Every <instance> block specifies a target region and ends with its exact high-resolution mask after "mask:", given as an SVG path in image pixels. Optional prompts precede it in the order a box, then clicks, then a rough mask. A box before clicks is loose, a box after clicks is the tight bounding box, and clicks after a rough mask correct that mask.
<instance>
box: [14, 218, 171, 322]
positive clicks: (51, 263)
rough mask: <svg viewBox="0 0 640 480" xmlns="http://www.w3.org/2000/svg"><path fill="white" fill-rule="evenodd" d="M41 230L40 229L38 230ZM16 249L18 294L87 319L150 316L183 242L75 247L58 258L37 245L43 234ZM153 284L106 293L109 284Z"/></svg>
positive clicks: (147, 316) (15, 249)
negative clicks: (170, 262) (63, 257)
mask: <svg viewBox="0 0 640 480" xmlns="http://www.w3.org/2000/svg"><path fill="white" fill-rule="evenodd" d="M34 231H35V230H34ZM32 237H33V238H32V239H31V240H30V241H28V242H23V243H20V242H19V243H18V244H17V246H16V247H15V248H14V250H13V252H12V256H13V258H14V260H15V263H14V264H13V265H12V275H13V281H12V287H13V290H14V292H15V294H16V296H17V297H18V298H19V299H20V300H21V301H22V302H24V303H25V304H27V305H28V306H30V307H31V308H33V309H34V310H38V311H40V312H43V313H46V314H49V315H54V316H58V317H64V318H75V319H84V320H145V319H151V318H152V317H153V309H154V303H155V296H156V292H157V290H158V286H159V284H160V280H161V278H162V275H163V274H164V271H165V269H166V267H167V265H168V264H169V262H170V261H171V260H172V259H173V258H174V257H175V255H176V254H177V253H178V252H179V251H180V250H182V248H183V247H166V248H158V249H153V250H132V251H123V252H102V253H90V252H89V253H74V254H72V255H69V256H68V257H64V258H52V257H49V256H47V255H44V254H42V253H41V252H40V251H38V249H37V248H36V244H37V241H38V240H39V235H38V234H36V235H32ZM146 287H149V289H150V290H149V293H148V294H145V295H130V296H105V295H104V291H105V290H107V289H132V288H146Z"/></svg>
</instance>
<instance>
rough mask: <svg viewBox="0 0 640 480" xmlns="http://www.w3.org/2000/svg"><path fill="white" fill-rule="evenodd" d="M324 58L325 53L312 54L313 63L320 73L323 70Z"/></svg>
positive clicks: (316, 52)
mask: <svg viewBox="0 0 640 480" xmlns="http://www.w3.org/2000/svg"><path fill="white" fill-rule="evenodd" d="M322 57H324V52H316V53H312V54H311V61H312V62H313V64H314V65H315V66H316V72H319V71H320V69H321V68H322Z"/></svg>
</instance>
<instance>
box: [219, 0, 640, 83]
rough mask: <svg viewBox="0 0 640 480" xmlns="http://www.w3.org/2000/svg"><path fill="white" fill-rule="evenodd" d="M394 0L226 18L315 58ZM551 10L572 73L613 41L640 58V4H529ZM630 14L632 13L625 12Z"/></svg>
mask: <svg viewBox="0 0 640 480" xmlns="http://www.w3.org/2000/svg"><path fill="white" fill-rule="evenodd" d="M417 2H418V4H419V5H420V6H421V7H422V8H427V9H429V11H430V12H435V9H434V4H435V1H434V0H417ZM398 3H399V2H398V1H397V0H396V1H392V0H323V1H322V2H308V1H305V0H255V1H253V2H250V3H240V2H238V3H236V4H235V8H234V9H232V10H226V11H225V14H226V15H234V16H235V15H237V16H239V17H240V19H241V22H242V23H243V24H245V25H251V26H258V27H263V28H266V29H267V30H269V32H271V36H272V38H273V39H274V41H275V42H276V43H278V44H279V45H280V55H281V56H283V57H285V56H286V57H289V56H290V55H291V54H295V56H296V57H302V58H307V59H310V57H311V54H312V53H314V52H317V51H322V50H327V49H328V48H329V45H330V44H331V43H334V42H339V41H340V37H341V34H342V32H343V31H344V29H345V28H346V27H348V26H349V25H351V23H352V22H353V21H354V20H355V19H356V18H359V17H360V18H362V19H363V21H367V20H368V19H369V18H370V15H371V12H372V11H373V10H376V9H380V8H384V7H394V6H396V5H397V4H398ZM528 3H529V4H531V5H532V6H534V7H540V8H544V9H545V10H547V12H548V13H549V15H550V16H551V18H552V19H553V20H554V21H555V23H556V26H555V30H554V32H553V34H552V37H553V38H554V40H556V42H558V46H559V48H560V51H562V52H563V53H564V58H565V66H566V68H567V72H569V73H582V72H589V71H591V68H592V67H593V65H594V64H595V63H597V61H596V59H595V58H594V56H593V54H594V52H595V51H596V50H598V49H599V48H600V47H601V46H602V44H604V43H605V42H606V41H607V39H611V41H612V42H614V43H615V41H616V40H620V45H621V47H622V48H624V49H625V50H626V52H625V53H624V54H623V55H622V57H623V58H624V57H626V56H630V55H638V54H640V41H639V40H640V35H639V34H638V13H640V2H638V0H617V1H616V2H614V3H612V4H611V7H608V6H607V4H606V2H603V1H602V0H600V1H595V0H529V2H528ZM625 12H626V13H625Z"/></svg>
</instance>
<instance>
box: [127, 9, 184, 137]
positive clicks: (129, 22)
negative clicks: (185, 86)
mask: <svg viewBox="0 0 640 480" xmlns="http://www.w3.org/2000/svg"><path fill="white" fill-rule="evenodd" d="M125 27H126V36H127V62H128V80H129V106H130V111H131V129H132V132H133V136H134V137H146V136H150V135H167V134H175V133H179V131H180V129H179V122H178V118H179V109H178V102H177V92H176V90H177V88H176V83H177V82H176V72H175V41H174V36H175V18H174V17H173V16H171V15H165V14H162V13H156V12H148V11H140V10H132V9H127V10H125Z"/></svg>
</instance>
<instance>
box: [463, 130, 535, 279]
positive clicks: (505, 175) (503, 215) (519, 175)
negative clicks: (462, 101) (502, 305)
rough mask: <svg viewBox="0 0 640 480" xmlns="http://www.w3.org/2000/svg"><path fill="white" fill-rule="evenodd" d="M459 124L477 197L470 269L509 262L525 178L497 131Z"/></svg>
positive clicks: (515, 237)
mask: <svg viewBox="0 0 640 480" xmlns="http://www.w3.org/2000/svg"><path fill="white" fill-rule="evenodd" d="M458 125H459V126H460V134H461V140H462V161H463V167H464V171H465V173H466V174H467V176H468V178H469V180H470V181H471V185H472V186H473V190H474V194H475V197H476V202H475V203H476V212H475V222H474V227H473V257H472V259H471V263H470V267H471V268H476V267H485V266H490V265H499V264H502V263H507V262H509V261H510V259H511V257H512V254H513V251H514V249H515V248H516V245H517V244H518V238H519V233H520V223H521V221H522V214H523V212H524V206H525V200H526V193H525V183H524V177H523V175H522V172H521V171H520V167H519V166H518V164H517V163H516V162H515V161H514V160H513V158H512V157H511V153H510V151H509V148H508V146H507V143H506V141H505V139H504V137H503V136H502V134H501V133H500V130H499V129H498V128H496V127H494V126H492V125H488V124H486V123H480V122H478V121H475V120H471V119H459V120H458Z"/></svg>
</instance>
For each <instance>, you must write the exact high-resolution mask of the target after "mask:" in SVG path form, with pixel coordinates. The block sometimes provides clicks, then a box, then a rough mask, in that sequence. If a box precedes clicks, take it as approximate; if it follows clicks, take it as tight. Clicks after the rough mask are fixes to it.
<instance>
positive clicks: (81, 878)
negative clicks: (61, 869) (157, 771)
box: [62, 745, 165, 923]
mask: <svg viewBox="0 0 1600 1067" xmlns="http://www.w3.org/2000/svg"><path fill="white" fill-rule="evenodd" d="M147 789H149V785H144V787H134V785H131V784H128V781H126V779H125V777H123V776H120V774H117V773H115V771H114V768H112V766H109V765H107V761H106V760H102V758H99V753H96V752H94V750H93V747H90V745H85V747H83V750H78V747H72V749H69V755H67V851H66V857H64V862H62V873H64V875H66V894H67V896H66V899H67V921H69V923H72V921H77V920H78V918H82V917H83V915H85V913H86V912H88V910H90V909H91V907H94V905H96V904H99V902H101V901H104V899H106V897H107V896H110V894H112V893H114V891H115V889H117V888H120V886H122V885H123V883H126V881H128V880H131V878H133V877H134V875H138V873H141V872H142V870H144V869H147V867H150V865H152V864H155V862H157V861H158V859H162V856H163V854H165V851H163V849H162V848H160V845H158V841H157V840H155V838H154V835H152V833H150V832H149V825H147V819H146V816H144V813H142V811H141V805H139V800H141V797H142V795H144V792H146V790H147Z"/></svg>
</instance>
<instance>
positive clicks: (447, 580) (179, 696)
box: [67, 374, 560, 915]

•••

REQUIRED ACTION:
Convert the stretch from the first line above through the line containing "positive clicks: (147, 316) (15, 249)", both included, into a JSON list of strings with one string per line, leaving out any blank lines.

TASK SOLUTION:
[
  "Every <instance> block specifies a target region and ends with its exact high-resolution mask after \"mask:\", given as an SVG path in image pixels. Optional prompts precede it in the order a box, then clicks, then a rough mask. A box before clicks is loose, a box after clicks is the tight bounding box, and clicks after a rough mask correct that mask.",
  "<instance>",
  "box: [14, 218, 171, 322]",
  "positive clicks: (51, 263)",
  "rough mask: <svg viewBox=\"0 0 640 480\" xmlns=\"http://www.w3.org/2000/svg\"><path fill=\"white\" fill-rule=\"evenodd\" d=\"M41 230L40 229L38 230ZM16 249L18 294L87 319L150 316L183 242L75 247L58 258L37 245L43 234ZM153 284L106 293L109 284Z\"/></svg>",
  "positive clicks: (147, 316) (15, 249)"
]